------ SUPPLIED DATA ------

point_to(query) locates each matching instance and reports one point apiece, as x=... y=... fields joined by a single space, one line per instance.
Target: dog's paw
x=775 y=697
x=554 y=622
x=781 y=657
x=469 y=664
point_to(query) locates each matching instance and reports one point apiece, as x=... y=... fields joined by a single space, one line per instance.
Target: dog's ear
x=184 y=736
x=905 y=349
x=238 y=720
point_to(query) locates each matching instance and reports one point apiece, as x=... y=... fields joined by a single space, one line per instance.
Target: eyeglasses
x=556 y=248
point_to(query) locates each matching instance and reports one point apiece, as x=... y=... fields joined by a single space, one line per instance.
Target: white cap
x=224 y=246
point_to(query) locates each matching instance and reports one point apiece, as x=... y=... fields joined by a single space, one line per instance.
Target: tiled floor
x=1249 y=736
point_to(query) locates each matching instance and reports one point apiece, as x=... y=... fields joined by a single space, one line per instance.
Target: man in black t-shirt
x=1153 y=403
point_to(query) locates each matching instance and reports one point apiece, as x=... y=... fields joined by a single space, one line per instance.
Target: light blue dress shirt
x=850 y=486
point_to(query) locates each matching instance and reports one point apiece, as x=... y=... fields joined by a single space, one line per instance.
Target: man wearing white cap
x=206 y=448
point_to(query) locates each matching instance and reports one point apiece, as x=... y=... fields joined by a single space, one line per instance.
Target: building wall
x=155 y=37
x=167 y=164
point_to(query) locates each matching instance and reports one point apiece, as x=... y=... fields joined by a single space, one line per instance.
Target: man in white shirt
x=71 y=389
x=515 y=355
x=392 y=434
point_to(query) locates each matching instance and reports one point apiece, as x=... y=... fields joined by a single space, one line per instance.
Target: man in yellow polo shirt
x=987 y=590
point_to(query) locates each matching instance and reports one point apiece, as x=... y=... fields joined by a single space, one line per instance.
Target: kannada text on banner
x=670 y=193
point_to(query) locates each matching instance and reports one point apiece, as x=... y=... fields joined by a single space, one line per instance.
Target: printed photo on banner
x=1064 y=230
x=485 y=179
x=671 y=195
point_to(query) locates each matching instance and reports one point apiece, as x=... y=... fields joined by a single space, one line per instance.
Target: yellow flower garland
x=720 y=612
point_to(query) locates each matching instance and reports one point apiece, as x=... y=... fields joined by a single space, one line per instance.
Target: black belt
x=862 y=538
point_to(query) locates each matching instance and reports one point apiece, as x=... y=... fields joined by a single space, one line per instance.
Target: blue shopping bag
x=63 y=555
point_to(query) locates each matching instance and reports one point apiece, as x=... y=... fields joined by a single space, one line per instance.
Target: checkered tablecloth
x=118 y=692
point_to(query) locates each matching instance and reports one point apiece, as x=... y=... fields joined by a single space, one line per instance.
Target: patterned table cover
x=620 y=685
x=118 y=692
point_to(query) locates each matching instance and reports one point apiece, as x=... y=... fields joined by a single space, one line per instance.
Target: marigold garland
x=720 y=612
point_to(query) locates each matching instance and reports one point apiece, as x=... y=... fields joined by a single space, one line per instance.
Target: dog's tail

------

[EXERCISE BRIEF]: Please output the records once more, exactly as they were written.

[WRITTEN SOLUTION]:
point_to(query) locates each matching instance and reports one point apiece, as x=... y=... fields joined by a single space, one line per instance.
Target: dog's paw
x=775 y=697
x=554 y=622
x=781 y=657
x=469 y=664
point_to(query) locates each matching instance and reports one point apiece, as x=... y=... fields joined by a single space, one line per instance.
Target: dog's ear
x=184 y=736
x=905 y=349
x=238 y=720
point_to(query) locates each matching instance and reports one point apiece, as x=... y=... fields joined by a single space, one line per instance.
Target: eyeglasses
x=556 y=248
point_to(query) locates each matching instance and reports one point apiece, as x=... y=... fields joined by a single space, one line per instance.
Target: white cap
x=224 y=246
point_to(query) locates each matching instance and reports one point apiece, as x=... y=... fields joined by a single space, one line per instance.
Target: tiled floor
x=1249 y=736
point_to(query) locates each matching instance and reports one point apiece, as x=... y=... fields joined by a single space, one line per instance.
Target: man in black t-shirt
x=1153 y=403
point_to(query) locates each matching instance and reports one point apiece, as x=... y=... fields joined by a single space, one line per instance.
Target: light blue dress shirt
x=850 y=486
point_to(query) locates each matching instance and reports one point apiece, as x=... y=... fields joined by a single space, one line per instance.
Target: man wearing white cap
x=206 y=448
point_to(query) locates each matching instance and reports one point apiece, as x=... y=... fields joined by a single space, one line per instance.
Target: building wall
x=155 y=37
x=167 y=164
point_to(query) locates each matching instance and reports one point apiece, as x=... y=... fields joined by a single space, one line per instance.
Target: man in white shirt
x=71 y=389
x=515 y=355
x=392 y=434
point_to(query) locates each matching instance and reports one point apiece, as x=... y=... fields joined by a single space, one line per instance.
Target: man in yellow polo shirt
x=987 y=590
point_to(query) locates each matching instance and reports one point apiece, as x=... y=... fields joined by a single space, one line per instance.
Target: kannada text on banner
x=670 y=193
point_to(query) locates each matching instance and reports one point apiece, as x=... y=... fields joined by a single space, one line per instance.
Target: printed photo on banner
x=1064 y=230
x=485 y=179
x=671 y=195
point_to(query) locates each matching instance and reports one point apiece, as x=... y=... fields joined by a single space, one line per instance.
Target: yellow flower garland
x=720 y=612
point_to(query) locates each matching instance and reports one point apiece, as x=... y=... fields joined by a single space, one line per instance.
Target: black belt
x=862 y=538
point_to(query) locates each matching instance and reports one point apiece, as x=... y=... fields joined by a single space, one line per instance.
Target: blue shopping bag
x=63 y=555
point_to(query) locates each matching instance and reports one point apiece, as x=... y=... fields joined by a single space, one line per instance.
Target: checkered tablecloth
x=118 y=692
point_to(query) locates each matching instance and reports one point apiece, as x=... y=... fields joined by a single space, one line per instance.
Target: patterned table cover
x=620 y=685
x=118 y=692
point_to(query) locates each matching instance and reports one point apiece, as x=... y=... fields joined by a single space, one line per instance.
Target: marigold garland
x=720 y=612
point_to(query) locates each matching instance and reports one point apiece, as x=... y=... fields joined by a single space, one line per instance.
Target: dog's tail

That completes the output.